# WRITTEN TASK 1
Read the photography post below and decide whether each statement agrees with it: (a) the writer owns a Nikon D610; (b) the writer had seen two feather duster worms together on earlier dives; (c) the writer would like a fish named after them. For each, answer yes or no and quote the words of the post that settle it.

I’m better. Jules is better. Or maybe she’s just used to my constantly photographing. I shoot everything. I carry an iPhone now. And I usually have a point and shoot Canon S100 in my pocket. Then there is the big one, my Nikon D610. Ready. You can’t get an image if you are not ready in the moment. So it was near sunset with evening light. And the shoot just happened spontaneously.
Jeff then Molly and soon it was a family portrait. Sweet. But you need to have a camera close at hand. I did.
I set this aside to place in a post. Red is colorful. The pattern is chaotic. Otherwise, I’m not sure what my point was. Many fish are solitary. And often I have seen this fish just floating alone. Strength in numbers I always hear. It seems to me that is it more than unfortunate if you are the one that the predator fish eats. But for the rest, life goes on.
Where do they come up with these names? And no, I did not count stripes. You would name something after your grandmother maybe? Or anything. We name surgical operations and instruments after our famous mentors. Like, Lars Leksel invented the Leksel rongeur, No, he didn’t but it is named after his design. Don’t knock it. Some nurses refer to instruments I use by my name so they keep track of me that way.
No, no, I am not famous. And I do not want a fish named after me. Oh, so this was a first again when I took this shot. Yes, there are lots of fish I have not seen. It’s why I keep going back. Same reef …different fish. Cool. Did you count five stripes? And don’t even ask about soap….
I don’t do selfies well. So instead it’s pretty simple to Photoshop. Take two pictures in the same spot with the same settings and lighting. It’s not perfect. And you don’t send it into the internet instantly. I have the patience to wait. It beats a remote control and tripod.
The second is from inside a redwood tree. You know you are on to something when the very next couple is along to imitate your technique.
And then at Morro Bay this was obviously easy to do. Except that we did not notice the pirate patch was crucial to the shot. Oh well, I did not say we were perfect. Yes, Photoshop could have been modified more. But it was the fun of the day not the accuracy of the image that counted.
Ok. I got a question. Feather duster worms are fixed to their spot. They don’t move. You see them solitary embedded in the coral. How? How do they procreate? You know, make little feather dusters. How? So here’s the answer? They are seen together. In all my previous dives, I have never seen two together. And here! Well there was a pair, and a moment later a trio. Really! Someone I know says that a lot. Really! She said it once. I’m just repeating. …and repeating…and repeating.
Timing. It’s crucial for action shots. You cannot depress the shutter and the motor drive will just get you an actual perfect shot. Nope. It’s done by old fashioned work. Oh, luck too. Ha! Yes, luck too. But mostly it is anticipating the action and then firing the shutter at the precise moment. It’s helps if you visualize and then plan your shot. Or, you just press the shutter and let fly. Didn’t I just tell you that doesn’t work?
I did it. Sure. I’m good. But Jules did too. Ah! She’s as good.

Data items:
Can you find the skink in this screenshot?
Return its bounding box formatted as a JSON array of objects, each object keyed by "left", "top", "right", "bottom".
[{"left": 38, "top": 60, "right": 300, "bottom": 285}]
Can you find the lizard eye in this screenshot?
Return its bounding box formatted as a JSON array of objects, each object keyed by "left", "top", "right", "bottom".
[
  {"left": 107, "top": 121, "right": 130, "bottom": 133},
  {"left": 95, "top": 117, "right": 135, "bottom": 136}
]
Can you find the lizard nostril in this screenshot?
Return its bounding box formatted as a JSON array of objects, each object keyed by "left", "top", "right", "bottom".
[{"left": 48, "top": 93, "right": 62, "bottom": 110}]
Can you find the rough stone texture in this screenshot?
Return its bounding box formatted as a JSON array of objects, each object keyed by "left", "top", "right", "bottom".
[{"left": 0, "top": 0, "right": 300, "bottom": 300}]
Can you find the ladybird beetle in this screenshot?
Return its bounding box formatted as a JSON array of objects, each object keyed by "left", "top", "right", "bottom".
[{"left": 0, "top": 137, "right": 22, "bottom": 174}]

# WRITTEN TASK 2
Identify every line of the records above that contains the string "this".

# WRITTEN SOLUTION 1
(a) Yes: "Then there is the big one, my Nikon D610."
(b) No: "In all my previous dives, I have never seen two together."
(c) No: "And I do not want a fish named after me."

# WRITTEN SOLUTION 2
Can you find the skink in this screenshot?
Can you find the lizard eye in this screenshot?
Can you find the lizard nostril in this screenshot?
Can you find the rough stone texture in this screenshot?
Can you find the ladybird beetle in this screenshot?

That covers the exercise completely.